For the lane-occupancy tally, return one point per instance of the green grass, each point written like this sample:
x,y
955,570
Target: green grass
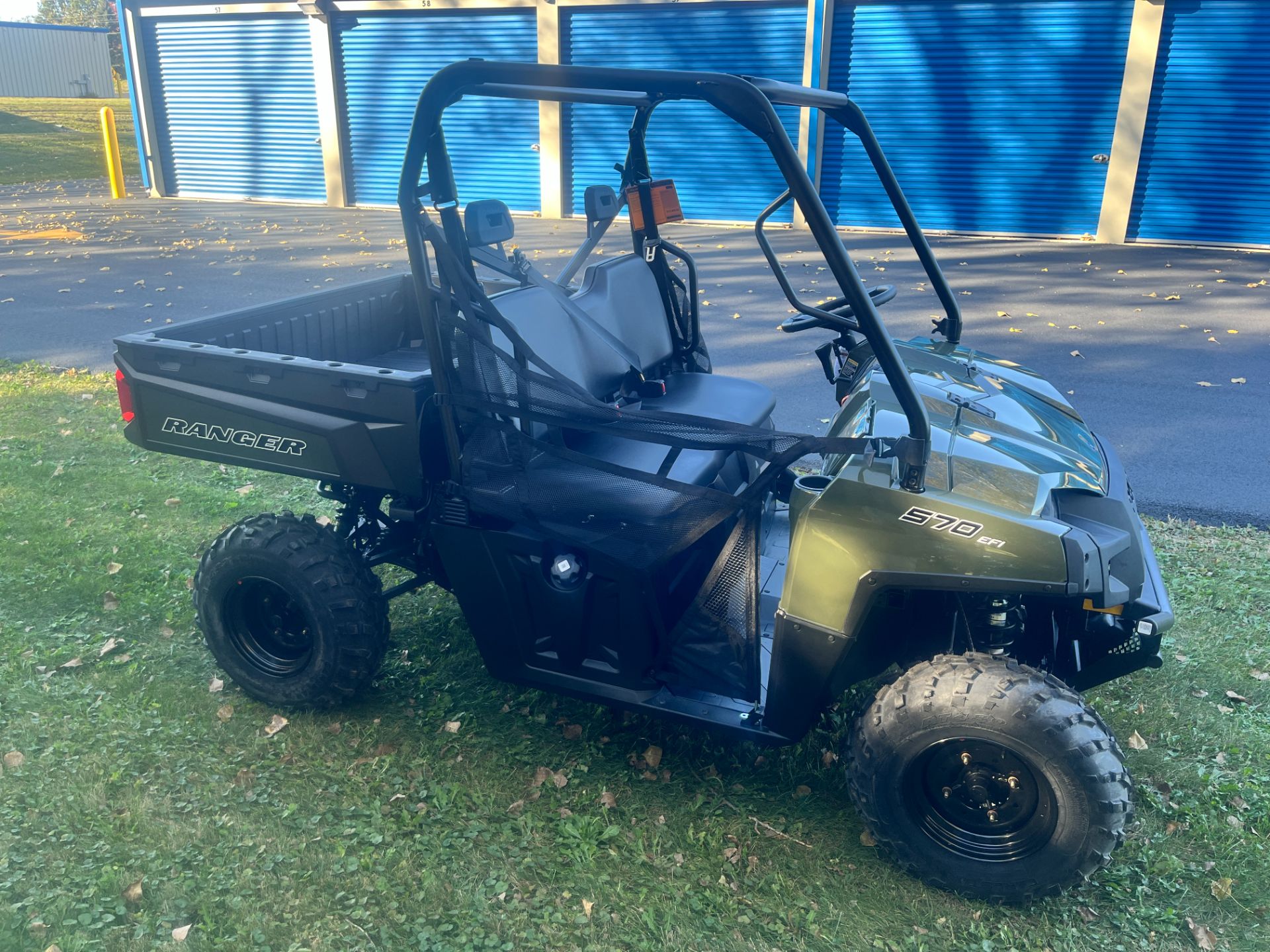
x,y
389,833
44,140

**EXERCISE OBJECTIVE**
Would you set down every line of the listing above word for word, leaving out the picture?

**TASK OUTPUT**
For the lane-occupancy tally, return one point per instance of the green grass, each point written like this sample:
x,y
955,570
Target: green grass
x,y
389,833
44,140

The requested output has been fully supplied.